### CEL ĆWICZENIA:
Proszę przepisać z podanego tekstu odcinek od „Ad, dziękuję za” aż do „a imigrant nierkoniecznie...” i zmienić w nim „filozoficzne pytanie” na „ważne pytanie”.

Kazimiero, dziękuję za "ładnie i rzeczowo". Pozdrawiam.
Ad, dziękuję za poczytanie i znalezienie tego najważniejszego obrazu. Pozdrawiam.
Komo17, dziękuję za ciepłe słowa, cała przyjemność po mojej stronie, że mam taką Czytelniczkę. Pozdrawiam.
Juliuszu, dziękuję za lekturę i dorzucenie kilku faktów, które uzupełniają wypowiedź Axemana. Imigranci są tu niezbędni. Pozdrawiam. |
dnia 19.05.2016 07:59
zastanawiając się nad przyczynami i skutkami, zastanawiam się kto jest bardziej okrutny morze czy ludzie, :( pozdrawiam, |
dnia 19.05.2016 08:01
Robercie, witaj u mnie, dziękuję za to filozoficzne pytanie. Pozdrawiam. |
dnia 19.05.2016 09:36
Powtórzę za Axemanem - słowo 'imigranci" nieco razi. Może lepsze byłoby:
"tonie kolejny ponton z uchodźcami". Bo uchodźca ucieka przed śmiercią i cierpieniem, a imigrant nierkoniecznie...

### FRAGMENT DANYCH:
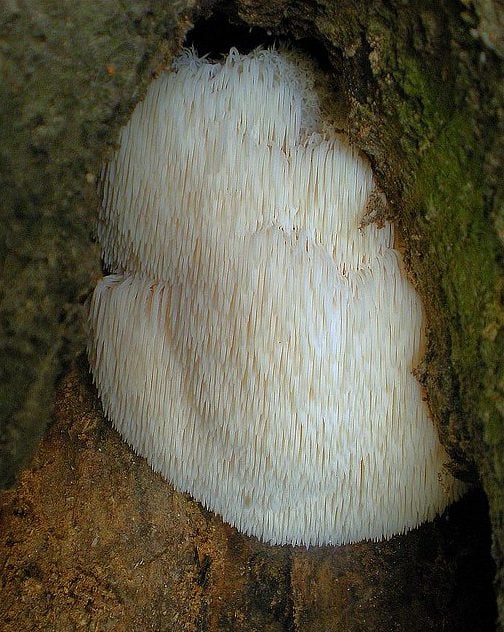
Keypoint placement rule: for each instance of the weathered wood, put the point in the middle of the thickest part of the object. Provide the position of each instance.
(92, 539)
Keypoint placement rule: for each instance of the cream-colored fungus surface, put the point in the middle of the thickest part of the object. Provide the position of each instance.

### WYNIK:
Ad, dziękuję za poczytanie i znalezienie tego najważniejszego obrazu. Pozdrawiam.
Komo17, dziękuję za ciepłe słowa, cała przyjemność po mojej stronie, że mam taką Czytelniczkę. Pozdrawiam.
Juliuszu, dziękuję za lekturę i dorzucenie kilku faktów, które uzupełniają wypowiedź Axemana. Imigranci są tu niezbędni. Pozdrawiam. |
dnia 19.05.2016 07:59
zastanawiając się nad przyczynami i skutkami, zastanawiam się kto jest bardziej okrutny morze czy ludzie, :( pozdrawiam, |
dnia 19.05.2016 08:01
Robercie, witaj u mnie, dziękuję za to ważne pytanie. Pozdrawiam. |
dnia 19.05.2016 09:36
Powtórzę za Axemanem - słowo 'imigranci" nieco razi. Może lepsze byłoby:
"tonie kolejny ponton z uchodźcami". Bo uchodźca ucieka przed śmiercią i cierpieniem, a imigrant nierkoniecznie...